● **Aufgabenstellung**: Wie hoch war laut dem Text über den Sturz Salvador Allendes die Kindersterblichkeit in Chile, als Allende 1970 Präsident wurde?

Der Sturz Salvador Allendes
Für viele mag der 11. September ausschließlich der Jahrestag des Attentats auf das World Trade Center sein. Für Sozialisten und Kommunisten hingegen ist es ebenfalls der Tag, an dem ein demokratisch gewählter sozialistischer Präsident mithilfe eines Militärputsches gewaltsam seines Amtes enthoben wurde, was seinen Tod zur Folge hatte und den Beginn einer Diktatur markierte.
Wir schreiben das Jahr 1970 in Chile: Salvador Allende, ein studierter Arzt und hingebungsvoller Politiker, wird mithilfe einer Koalition aus Linken und Christdemokraten zum Präsidenten gewählt. Er hat große Pläne für das arme Land und bemüht sich um die Nähe zur sorgengeplagten Bevölkerung. Und die Ausgangslage ist fatal. Chile leidet an Hunger und die Kindersterblichkeit liegt bei 30 Prozent, frühere Reformen brachten keine echten Verbesserungen. Die Lösung für die Nöte der Menschen sieht Allende daher im Aufbau eines sozialistischen Systems. Mit der Verstaatlichung von Teilen der Industrie will er neue Arbeitsplätze schaffen, medizinische Versorgung und Bildung sollen für alle kostenlos sein und der Besitz von Land soll staatlich neu geregelt werden. Er hält seine Wahlversprechen, kann aber eine weitere Wirtschaftskrise nicht verhindern – und er hat mächtige Feinde.
Denn Salvador Allende ist bekennender Marxist und Mitbegründer der sozialistischen Partei. Das Erstarken der linken Politik in Chile ruft schon in den späten 50er Jahren den Erzfeind des Kommunismus auf den Plan. Nach der 1961 gelungenen Revolution in Kuba sind die USA endgültig alarmiert: Nicht noch ein mittelamerikanisches Land darf zum Verbündeten der kommunistischen Sowjetunion werden. Washington beginnt, Allendes politische Gegner finanziell und ideologisch zu unterstützen und lässt ebenfalls Geld in den Wahlkampf 1970 fließen, um seinen Sieg zu verhindern. Als das nicht funktioniert, greift die CIA zu härteren Maßnahmen und plant eine Geheimoperation, die eine Machtübernahme durch das Militär provozieren soll. Auch diese schlägt fehl.

● **Auszug aus Datensatz**:
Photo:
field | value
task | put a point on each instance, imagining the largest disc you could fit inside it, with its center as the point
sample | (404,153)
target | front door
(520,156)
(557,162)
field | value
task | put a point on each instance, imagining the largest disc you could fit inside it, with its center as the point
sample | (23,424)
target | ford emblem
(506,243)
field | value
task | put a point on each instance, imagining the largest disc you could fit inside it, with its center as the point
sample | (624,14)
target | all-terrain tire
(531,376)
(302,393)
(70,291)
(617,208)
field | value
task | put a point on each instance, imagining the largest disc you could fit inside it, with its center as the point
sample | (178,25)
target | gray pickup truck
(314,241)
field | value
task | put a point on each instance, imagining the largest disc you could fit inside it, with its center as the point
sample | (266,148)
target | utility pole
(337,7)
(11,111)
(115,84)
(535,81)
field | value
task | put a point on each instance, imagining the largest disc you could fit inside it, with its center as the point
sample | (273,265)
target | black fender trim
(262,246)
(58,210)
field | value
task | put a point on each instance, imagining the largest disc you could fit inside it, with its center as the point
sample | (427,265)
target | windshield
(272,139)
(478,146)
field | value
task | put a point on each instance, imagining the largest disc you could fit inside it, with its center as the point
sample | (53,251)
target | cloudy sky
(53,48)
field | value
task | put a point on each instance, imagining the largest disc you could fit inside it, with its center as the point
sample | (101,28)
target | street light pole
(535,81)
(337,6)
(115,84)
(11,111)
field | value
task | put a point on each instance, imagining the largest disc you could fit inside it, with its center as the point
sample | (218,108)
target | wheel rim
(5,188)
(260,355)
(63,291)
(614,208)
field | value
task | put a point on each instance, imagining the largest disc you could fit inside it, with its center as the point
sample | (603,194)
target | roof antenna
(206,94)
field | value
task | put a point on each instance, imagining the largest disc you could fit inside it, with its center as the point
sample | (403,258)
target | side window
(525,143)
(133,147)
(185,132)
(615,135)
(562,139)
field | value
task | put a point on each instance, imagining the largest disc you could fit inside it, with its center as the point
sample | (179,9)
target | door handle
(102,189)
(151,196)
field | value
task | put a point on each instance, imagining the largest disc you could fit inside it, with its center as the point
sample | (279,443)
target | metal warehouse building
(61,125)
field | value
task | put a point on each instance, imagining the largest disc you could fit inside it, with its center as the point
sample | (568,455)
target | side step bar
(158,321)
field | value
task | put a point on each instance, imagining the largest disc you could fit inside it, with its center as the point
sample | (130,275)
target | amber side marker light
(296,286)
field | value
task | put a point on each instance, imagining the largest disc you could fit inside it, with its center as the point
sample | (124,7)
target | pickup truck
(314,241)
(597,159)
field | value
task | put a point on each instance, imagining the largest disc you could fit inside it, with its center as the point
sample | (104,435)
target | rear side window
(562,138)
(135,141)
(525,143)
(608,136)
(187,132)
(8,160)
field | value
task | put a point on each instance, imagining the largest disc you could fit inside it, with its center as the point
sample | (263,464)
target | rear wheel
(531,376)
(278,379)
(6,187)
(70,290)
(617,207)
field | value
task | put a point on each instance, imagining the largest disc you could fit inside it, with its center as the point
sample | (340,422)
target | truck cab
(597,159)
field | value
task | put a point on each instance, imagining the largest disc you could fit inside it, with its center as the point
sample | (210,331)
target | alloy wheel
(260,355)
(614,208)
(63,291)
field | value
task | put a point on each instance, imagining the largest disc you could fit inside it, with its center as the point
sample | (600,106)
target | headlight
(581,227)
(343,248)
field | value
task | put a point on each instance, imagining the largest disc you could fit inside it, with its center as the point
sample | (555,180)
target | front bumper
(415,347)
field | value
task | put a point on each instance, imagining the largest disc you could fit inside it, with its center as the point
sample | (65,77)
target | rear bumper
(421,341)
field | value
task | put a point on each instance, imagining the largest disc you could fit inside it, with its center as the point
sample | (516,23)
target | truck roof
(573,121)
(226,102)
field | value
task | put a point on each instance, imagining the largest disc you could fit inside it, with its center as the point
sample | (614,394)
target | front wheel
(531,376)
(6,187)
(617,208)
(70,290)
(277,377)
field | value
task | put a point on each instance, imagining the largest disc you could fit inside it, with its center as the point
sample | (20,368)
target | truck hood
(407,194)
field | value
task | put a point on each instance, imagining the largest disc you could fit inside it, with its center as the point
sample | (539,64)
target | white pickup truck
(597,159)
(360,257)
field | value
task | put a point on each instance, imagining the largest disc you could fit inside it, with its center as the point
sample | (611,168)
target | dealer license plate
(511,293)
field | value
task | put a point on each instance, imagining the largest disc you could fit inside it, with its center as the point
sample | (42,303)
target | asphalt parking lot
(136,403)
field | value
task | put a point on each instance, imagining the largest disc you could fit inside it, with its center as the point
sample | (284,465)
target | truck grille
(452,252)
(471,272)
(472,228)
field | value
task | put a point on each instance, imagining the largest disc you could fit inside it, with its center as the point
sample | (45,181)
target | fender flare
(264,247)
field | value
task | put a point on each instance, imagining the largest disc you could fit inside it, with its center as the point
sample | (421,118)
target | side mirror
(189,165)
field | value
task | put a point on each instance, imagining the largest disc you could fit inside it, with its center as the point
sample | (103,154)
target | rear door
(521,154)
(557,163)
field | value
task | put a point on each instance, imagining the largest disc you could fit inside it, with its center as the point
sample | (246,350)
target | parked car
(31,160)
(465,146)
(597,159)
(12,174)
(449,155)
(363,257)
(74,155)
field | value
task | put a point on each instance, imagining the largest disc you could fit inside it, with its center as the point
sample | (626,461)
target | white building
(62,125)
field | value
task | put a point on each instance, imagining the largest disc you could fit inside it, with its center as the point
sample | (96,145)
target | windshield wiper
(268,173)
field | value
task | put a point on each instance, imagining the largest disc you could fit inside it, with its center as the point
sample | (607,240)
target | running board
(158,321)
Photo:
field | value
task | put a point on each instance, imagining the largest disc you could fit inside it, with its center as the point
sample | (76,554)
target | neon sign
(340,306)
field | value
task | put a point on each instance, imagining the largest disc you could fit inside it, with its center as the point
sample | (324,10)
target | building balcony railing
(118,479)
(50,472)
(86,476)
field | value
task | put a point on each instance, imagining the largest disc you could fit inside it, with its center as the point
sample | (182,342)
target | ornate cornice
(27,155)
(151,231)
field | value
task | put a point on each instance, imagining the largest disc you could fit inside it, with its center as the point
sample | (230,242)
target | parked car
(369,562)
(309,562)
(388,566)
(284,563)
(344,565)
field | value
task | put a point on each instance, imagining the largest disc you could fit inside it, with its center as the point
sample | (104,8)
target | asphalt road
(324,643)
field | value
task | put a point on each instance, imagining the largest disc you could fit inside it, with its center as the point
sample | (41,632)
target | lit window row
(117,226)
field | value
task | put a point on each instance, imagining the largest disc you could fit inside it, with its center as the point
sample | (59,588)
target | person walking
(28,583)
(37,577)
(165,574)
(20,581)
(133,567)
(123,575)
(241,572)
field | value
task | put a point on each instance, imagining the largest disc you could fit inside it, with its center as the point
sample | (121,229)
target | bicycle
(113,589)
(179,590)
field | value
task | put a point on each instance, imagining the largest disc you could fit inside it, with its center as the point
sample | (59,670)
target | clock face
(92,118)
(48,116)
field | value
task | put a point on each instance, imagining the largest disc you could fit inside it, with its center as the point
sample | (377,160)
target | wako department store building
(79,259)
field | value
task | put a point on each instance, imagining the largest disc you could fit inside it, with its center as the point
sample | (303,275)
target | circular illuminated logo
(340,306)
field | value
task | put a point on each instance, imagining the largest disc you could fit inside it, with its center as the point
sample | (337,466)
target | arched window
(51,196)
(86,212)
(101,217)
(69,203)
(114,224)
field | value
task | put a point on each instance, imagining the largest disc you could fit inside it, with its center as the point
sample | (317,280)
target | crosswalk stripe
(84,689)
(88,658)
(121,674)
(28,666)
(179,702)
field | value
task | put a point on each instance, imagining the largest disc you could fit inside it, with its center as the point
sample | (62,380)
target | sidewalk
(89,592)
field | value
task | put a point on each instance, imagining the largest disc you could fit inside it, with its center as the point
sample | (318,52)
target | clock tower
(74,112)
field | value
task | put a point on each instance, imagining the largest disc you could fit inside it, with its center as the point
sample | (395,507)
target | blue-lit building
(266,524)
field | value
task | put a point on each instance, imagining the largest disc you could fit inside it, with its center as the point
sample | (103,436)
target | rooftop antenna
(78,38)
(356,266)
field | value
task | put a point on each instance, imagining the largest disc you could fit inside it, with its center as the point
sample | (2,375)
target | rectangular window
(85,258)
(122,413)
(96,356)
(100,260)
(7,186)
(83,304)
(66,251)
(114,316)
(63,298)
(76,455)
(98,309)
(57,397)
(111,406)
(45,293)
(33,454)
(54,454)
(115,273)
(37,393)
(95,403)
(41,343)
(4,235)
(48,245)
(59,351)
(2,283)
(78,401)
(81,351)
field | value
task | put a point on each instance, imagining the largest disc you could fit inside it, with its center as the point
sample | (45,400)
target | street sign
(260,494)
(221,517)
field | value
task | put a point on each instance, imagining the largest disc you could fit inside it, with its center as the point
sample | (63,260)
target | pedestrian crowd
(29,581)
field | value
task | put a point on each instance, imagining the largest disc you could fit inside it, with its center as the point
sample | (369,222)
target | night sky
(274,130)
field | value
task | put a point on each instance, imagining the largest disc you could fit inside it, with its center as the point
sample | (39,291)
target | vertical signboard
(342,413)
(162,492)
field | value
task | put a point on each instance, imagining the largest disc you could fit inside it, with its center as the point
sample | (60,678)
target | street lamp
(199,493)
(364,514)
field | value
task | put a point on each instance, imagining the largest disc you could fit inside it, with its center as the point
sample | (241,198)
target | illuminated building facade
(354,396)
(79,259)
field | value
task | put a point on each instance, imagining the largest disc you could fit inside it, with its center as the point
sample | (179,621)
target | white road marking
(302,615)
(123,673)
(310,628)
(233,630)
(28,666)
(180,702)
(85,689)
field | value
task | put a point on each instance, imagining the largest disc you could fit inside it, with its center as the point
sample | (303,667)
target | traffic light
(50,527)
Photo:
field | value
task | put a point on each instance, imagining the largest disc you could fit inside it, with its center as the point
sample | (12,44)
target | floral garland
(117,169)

● **Schriftliche Antwort**: Sie lag bei 30 Prozent.